PAGE TEXT:
····················

Violence in the city must be addressedDate: 7/31/2013 By G. Michael Dobbs
news@thereminder.com
I live in Springfield. My wife and I lived in Indian Orchard for nine years before buying our home in 1990. We live in working class, working poor neighborhood where, frankly, my biggest worry is what idiotic move one neighbor who owns several properties in the area will undertake next.
The news of a weekend of violent acts in the city have, as usual, brought out the snarky comments on website forums and the various critiques on Facebook, often from people who don’t live in the city, but take some sort of joy in bashing it.
If you’ve not heard, there were four shootings and stabbings in the city, none of them fatal, thank God. The Springfield police made an arrest in one of the incidents almost immediately after it happened. The question remains the same: how does a city with unemployment, a considerable dropout rate and a high rate of poverty deal with violence from gangs and drugs?
We’ve seen calls for the increase in the number of police in the city. We’ve seen innovative efforts such as the gun buy-back program to get weapons from getting onto the street. We’ve seen the addition of surveillance technology. We’ve seen redeployment of officers and new strategies.
And crime statistics over the past few years indicate there has been substantial progress in making the city safer.
In light of the recent events, certainly the strategies that are clearly being used need to be re-assessed.
There are measures, though, that are clearly outside of the efforts of the police.
We need to address the reasons people commit these kind of crimes. Having high unemployment and a high dropout rate does not help our level of criminal activity.
I believe that our problems began when we lost our manufacturing base in the city and the region. We have had a decline that started in 1962 when the Milton Bradley plant moved to East Longmeadow, in 1968 when the Springfield Armory closed and in 1970 when Westinghouse left.
There are reactions when entry-level jobs are eliminated from an area and we are seeing it today.
Look at Holyoke, a city whose industrial decline started after WWII. Springfield is not alone. There are plenty of communities in the Northeast with the same problem.

····················

MATERIAL FOR THIS EXERCISE:
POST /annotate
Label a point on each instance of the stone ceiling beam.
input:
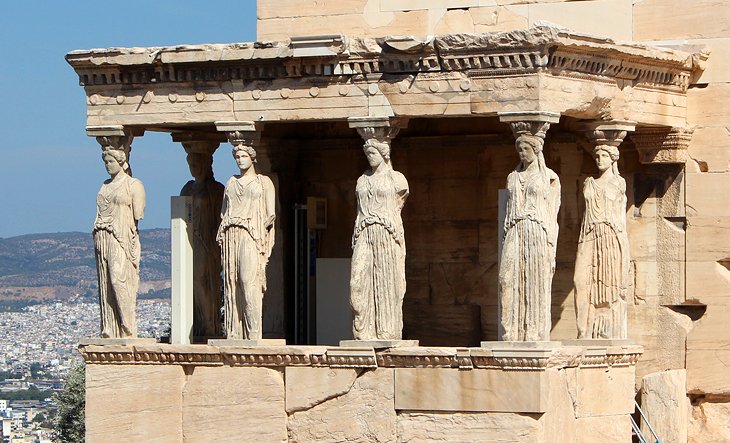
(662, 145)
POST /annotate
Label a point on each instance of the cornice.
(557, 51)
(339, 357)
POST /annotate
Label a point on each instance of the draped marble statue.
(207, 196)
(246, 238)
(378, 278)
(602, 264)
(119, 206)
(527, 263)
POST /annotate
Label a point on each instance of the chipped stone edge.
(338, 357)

····················

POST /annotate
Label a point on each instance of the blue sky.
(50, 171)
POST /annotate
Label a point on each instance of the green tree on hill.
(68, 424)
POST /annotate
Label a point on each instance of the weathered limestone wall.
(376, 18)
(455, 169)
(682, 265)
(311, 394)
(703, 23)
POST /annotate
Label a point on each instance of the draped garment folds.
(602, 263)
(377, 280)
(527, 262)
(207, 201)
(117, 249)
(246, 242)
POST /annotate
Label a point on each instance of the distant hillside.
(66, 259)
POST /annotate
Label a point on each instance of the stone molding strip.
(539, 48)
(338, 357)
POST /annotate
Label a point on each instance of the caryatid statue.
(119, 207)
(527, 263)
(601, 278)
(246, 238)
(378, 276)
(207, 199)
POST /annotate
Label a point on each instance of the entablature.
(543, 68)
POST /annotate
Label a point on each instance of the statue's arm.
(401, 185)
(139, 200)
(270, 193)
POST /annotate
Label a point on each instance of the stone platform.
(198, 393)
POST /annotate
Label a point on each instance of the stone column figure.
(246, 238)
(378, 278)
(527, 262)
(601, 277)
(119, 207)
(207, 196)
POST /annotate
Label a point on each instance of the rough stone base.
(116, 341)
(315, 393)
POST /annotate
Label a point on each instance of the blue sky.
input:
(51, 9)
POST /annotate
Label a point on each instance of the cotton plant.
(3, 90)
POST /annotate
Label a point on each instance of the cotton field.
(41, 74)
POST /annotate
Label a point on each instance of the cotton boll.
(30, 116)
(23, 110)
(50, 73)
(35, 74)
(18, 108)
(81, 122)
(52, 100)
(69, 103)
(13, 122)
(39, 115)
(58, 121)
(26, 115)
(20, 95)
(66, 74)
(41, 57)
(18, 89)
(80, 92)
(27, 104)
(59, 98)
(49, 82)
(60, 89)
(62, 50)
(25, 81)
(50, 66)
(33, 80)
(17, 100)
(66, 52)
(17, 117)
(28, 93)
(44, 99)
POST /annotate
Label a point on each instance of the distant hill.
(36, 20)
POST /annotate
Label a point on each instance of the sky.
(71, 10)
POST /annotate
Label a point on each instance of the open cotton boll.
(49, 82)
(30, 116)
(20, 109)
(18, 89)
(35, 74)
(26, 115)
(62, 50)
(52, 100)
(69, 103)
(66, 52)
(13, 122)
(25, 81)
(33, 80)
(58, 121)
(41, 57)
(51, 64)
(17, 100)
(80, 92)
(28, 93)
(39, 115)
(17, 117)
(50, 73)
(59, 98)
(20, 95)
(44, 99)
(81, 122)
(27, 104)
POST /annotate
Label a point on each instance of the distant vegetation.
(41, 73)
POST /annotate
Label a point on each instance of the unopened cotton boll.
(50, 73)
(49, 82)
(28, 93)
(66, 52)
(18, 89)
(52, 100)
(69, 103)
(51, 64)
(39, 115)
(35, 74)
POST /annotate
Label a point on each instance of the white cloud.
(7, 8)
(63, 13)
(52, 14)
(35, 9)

····················

TASKS TO PERFORM:
a: Pull out every line of the listing that contains the string "boll", treating uppercase and lowercase as different.
b: Please write what comes next in the column on violence in Springfield, starting right after its last sentence.

TASK-BY-TASK ANSWERS:
a:
Label a point on each instance of the cotton boll.
Label a point on each instance of the open cotton boll.
Label a point on each instance of the unopened cotton boll.

b:
We need the kind of jobs that have been allowed to be systemically sent overseas.
I’m hoping for people to understand the manufacture of consumer goods must be part of a healthy American economy. We just can’t be a mixture of high tech and service jobs.
Luring jobs back to Western Massachusetts is a huge long-range effort that would include some radical restructuring of state and municipal tax bases. I’m afraid I don’t see that happening any time soon.
The state and nation’s drug policies are also a huge topic that requires review. How many of these crimes involve drugs somehow? How do we eliminate illegal drugs from our communities?
We’ve been talking about that since the 1970s. How much progress have we made? How do our drug policies compare with those of other countries? Could we learn form them?
So, in the meantime, we need to address violence in the city. Would additional surveillance assist the policing efforts? More cameras in locations identified as hot spots? Do we shut down bars that have been the location of violent acts? Do we attempt to bring in additional police? Should we bring back community policing? Create sub-stations in neighborhoods with high rates of crime? How are we going to pay for any new initiative?
What would you do?
Agree? Disagree? Drop me a line at news@thereminder.com or at 280 N. Main St., East Longmeadow, MA 01028. As always, this column represents the opinion of its author and not the publishers or advertisers of this newspaper.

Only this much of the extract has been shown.